Entries from a point annotation set
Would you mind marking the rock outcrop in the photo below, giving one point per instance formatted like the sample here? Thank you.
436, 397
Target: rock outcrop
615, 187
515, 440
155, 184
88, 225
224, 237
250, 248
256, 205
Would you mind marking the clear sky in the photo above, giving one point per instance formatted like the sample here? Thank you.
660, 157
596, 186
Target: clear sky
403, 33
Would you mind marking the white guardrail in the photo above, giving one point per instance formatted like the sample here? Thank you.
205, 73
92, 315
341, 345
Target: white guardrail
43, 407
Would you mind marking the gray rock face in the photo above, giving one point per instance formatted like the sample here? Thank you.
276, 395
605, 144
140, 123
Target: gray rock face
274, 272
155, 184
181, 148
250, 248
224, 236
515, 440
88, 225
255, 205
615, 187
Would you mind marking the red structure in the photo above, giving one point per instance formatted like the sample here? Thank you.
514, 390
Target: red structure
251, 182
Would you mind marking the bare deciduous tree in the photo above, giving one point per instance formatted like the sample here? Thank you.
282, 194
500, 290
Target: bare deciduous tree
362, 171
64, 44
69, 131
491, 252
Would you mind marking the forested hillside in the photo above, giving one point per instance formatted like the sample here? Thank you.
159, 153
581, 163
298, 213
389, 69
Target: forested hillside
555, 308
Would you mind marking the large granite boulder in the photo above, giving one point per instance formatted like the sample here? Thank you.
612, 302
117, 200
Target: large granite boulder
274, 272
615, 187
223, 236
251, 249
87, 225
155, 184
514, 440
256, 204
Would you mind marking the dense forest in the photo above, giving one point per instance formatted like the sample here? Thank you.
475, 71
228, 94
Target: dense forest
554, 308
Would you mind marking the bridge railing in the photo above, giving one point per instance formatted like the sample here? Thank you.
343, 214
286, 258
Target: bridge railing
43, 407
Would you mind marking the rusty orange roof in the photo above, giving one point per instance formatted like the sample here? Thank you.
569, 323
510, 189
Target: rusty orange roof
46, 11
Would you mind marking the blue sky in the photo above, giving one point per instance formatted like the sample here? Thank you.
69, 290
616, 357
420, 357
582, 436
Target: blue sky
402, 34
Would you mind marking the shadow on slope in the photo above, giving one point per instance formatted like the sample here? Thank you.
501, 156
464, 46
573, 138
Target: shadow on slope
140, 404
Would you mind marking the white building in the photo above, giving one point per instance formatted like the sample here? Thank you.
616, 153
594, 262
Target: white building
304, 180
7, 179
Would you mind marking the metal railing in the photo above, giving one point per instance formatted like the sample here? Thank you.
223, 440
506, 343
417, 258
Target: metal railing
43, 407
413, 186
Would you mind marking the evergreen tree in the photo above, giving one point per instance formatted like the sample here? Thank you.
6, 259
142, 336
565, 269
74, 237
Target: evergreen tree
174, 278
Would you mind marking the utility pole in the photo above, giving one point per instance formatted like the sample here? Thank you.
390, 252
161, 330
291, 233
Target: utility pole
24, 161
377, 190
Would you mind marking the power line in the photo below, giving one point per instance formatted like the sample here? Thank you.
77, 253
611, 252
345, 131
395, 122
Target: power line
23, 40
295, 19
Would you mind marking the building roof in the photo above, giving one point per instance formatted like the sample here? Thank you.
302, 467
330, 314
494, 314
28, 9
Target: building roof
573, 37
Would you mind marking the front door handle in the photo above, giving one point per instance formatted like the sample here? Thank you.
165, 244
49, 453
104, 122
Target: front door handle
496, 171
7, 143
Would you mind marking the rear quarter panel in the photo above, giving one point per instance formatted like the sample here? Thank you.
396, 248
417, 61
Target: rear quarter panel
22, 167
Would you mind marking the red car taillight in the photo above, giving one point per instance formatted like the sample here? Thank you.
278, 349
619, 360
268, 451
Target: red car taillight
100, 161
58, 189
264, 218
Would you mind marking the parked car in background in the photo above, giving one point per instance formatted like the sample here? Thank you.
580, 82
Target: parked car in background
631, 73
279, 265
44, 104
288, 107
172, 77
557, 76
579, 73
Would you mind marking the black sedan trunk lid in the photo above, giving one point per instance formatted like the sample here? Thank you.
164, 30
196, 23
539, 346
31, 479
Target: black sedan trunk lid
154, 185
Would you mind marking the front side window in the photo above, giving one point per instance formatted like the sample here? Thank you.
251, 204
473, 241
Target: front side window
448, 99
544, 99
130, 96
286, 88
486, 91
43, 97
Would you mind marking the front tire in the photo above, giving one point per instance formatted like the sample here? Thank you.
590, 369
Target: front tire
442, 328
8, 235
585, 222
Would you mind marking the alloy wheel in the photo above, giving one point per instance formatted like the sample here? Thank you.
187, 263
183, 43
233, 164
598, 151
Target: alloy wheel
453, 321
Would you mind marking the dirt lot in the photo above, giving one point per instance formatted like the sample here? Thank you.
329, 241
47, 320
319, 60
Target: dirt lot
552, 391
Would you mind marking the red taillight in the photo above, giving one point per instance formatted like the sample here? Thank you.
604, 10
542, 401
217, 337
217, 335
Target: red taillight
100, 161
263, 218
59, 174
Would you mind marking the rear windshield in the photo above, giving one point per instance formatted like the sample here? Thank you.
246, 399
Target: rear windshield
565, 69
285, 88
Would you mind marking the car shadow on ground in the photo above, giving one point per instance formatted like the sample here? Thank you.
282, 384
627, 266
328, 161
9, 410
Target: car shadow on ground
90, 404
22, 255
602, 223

▸ PROBLEM REQUIREMENTS: Repeat every line of the records above exactly.

▸ ANSWER TO THE PROBLEM:
Would you mind marking the rock outcrop in the photo below, giving one point per instance formatted like the sample here? Thank you.
436, 397
Target: rock outcrop
615, 187
515, 440
155, 184
88, 225
224, 237
250, 248
256, 205
Would you mind marking the clear sky in the photo above, giving one point per instance formatted like the sample here? Thank you.
660, 157
596, 186
Target: clear sky
403, 33
Would you mind marking the white guardrail in the photo above, giving one point per instance formatted like the sample here? Thank you.
205, 73
92, 315
341, 345
Target: white guardrail
43, 407
Would you mind marking the gray rock face in the photo above, giving one point per instance formatted like the sample here? Thank you.
276, 395
605, 144
140, 123
Target: gray rock face
274, 272
155, 184
181, 148
250, 248
224, 236
515, 440
88, 225
255, 205
615, 187
Would you mind marking the red structure in the photo above, giving one point per instance formatted like the sample here? Thank you.
514, 390
Target: red structure
251, 182
Would you mind marking the bare deciduous tree in the photo above, giving one point per instance formatted like the sample here? Thank you.
282, 194
500, 290
Target: bare deciduous tree
362, 171
64, 44
69, 131
491, 252
Would you mind marking the forested hillside in the photo above, giving one point per instance formatted like the sample here? Thank you.
159, 153
581, 163
298, 213
389, 69
Target: forested hillside
555, 308
Would you mind marking the large granite boulder in the photo above, giving one point per instance formatted like the sample here? Thank you.
612, 302
117, 200
Target: large granite boulder
274, 272
615, 187
223, 236
251, 249
87, 225
155, 184
514, 440
256, 204
Would you mind marking the dense forest in the photo above, giving one point per instance formatted like the sample here? Thank you.
475, 71
228, 94
Target: dense forest
554, 308
Would you mind marking the bridge railing in the photo above, giving one point per instance formatted like the sample here? Thank you.
343, 214
286, 258
Target: bridge railing
43, 407
Would you mind marking the rusty orange roof in the photo above, giving one point per instance formatted like the sample here? Thank you.
569, 323
510, 189
Target: rusty orange roof
46, 11
Would you mind marking the blue sky in the photo above, giving one point per instance formatted like the sample here? Thank you.
69, 290
616, 357
420, 357
582, 436
Target: blue sky
402, 34
Would you mind marking the shadow on slope in the photo above, giving one point per instance formatted like the sample here? Thank you.
501, 156
464, 46
573, 138
Target: shadow on slope
140, 404
Would you mind marking the white building in the photo above, giving one point per instance formatted like the sample here? Thank you.
616, 153
594, 262
Target: white building
304, 180
7, 179
Would you mind marking the metal railing in the photo above, giving one point per instance formatted like the sample here? Thank you.
223, 440
506, 343
417, 258
Target: metal railing
43, 407
413, 186
Would you mind marking the evergreen tree in the photo above, giving one point per instance formatted like the sample here? Thank you.
6, 259
142, 336
565, 269
74, 237
Target: evergreen tree
174, 278
Would you mind marking the utility pole in the photo above, giving one point per instance formatted like the sample here? Thank you.
390, 252
161, 330
291, 233
Target: utility pole
24, 161
377, 190
Would you mind marking the power line in the photo below, giving one point per instance formatted like the sample here? Thank you.
77, 253
611, 252
345, 131
395, 122
Target: power line
23, 40
295, 19
Would you mind marking the building roof in the photo above, giving one point per instance formatted like the sample here? Thank you.
302, 467
330, 314
494, 314
28, 9
Target: building roof
573, 37
Would you mind marking the front door handle in the photo above, giving one point per instance formatted like the sample here? Thank you.
165, 244
49, 453
104, 122
Target: front door handle
496, 171
7, 143
Would you mind marking the rear quarter panel in the photo above, giving one point per instance formatted like the sample here? Thank you.
396, 248
417, 61
Target: rear quarter panel
22, 167
Would you mind marking the red car taillight in the photo above, giving one point per instance formatted like the sample here? Thank you.
278, 349
619, 360
268, 451
Target: red car taillight
100, 161
58, 189
264, 218
Would you mind marking the parked car in background in the photo above, giving one point per instance formatted like the sample here? Thank you.
580, 82
Target: parked car in background
631, 73
279, 265
44, 104
288, 107
172, 77
557, 76
579, 73
Would you mind marking the black sedan trunk lid in the photo above, giving one point per instance formatted like the sample here? Thank you.
164, 30
196, 23
539, 346
31, 479
Target: black sedan trunk lid
154, 185
Would you mind marking the front side window in the photo above, giving one point per instance formatted like the sample here? Thank you.
251, 204
473, 241
Target: front side window
448, 99
544, 99
130, 96
286, 88
486, 91
43, 97
Would you mind marking the front tire in the photo above, giving one point per instance formatted like the sample here? Thank you.
590, 369
Target: front tire
442, 328
8, 235
585, 222
Would you mind marking the alloy wheel in the photo above, giving one point per instance formatted like the sample here? Thank you.
187, 263
183, 43
233, 164
598, 151
Target: alloy wheel
453, 321
Would you mind marking the dirt lot in the photo above, giving one point per instance formatted like the sample here? Thank you.
329, 241
47, 320
319, 60
Target: dirt lot
552, 391
Would you mind marking the red taillight in the photo above, giving one point per instance formatted like the sample here? Thank you.
604, 10
542, 401
217, 337
217, 335
Target: red taillight
100, 161
263, 218
59, 174
Would you mind marking the rear windshield in the photo above, giving one point per instance formatted like the sample here? Thank you.
246, 399
Target: rear windshield
565, 69
285, 88
Would you mind marking the car shadow on ground in the photo above, giving one point per instance formatted like the sample here? Thank you.
282, 384
627, 266
328, 161
9, 410
Target: car shadow on ground
90, 404
22, 255
602, 223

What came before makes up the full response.